Wednesday, August 30, 2006

What If a Commission Won't Work in Your State? Part I

Part I of a two-part series.

A shy and demure correspondent won’t post but wants some discussion about what to do if your state needs better control of its sentencing policy for fiscal, proportionality, or other reasons but either can’t get a commission going or one(s) it’s tried sink quickly into moribund molasses (which isn’t that tasty, either). In sentencing, we do tend to focus primarily on the states with working commissions/guidelines, like the only judiciary worth studying is the federal. So let’s move from that a bit and throw some ideas out there to see if we can generate some discussion for her.

It seems to me that effective sentencing policy requires transparency and accountability. That doesn’t mean talk-radio transparency and accountability, but, for policy purposes, the ability to review clearly what is done in the aggregate (not in individual cases or judges) and to evaluate whether the results are the best possible for the selected goals. If you are trying to max out the impact of your dollars, are the sentences given in your state the best to do that? If unbiased sentences are your goal, is their distribution reasonable? If crime control is predominant, do these sentences get the job done better than in states with different sentencing patterns? Of course I’m simplifying, as most state sentencing policy will be a mix of these and other goals, but the principles of transparency and accountability will be the same.

---

What the task requires » Return, word for word, the stretch of the post on sentencing commissions from "What If a Commission" to "discussion for her.".

Dataset records »
---

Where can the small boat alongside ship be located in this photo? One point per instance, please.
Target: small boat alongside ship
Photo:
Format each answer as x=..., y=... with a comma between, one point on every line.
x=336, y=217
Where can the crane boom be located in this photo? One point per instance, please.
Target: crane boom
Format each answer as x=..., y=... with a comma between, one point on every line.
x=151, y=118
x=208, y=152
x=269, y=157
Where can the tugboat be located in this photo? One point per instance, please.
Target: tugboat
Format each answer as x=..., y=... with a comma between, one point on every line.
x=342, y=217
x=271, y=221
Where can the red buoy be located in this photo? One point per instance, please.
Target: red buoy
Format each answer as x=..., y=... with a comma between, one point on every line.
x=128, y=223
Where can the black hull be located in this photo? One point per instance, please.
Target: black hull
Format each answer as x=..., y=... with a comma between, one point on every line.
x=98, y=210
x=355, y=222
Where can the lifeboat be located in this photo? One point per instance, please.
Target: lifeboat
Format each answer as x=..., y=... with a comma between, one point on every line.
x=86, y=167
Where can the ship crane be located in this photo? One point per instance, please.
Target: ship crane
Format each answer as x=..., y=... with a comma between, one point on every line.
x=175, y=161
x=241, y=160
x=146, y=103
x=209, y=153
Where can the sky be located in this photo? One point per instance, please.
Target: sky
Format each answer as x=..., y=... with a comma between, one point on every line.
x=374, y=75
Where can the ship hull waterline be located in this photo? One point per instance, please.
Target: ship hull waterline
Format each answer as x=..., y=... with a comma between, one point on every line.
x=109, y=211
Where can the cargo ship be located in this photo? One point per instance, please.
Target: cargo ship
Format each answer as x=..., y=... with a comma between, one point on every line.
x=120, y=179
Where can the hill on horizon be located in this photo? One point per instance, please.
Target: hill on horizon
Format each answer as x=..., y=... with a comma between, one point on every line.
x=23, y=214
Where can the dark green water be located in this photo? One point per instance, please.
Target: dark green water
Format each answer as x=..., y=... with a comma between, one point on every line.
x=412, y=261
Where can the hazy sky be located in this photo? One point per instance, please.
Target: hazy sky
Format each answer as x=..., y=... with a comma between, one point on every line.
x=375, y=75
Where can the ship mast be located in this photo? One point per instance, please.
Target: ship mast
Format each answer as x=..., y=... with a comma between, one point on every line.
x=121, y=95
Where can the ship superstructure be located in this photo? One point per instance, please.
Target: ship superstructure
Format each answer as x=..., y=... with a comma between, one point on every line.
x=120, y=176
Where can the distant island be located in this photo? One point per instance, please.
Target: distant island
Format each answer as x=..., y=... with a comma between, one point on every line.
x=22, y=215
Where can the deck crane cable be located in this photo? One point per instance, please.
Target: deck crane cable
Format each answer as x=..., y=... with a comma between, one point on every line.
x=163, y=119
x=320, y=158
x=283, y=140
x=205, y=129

---

Task response »
What If a Commission Won't Work in Your State? Part I

Part I of a two-part series.

A shy and demure correspondent won’t post but wants some discussion about what to do if your state needs better control of its sentencing policy for fiscal, proportionality, or other reasons but either can’t get a commission going or one(s) it’s tried sink quickly into moribund molasses (which isn’t that tasty, either). In sentencing, we do tend to focus primarily on the states with working commissions/guidelines, like the only judiciary worth studying is the federal. So let’s move from that a bit and throw some ideas out there to see if we can generate some discussion for her.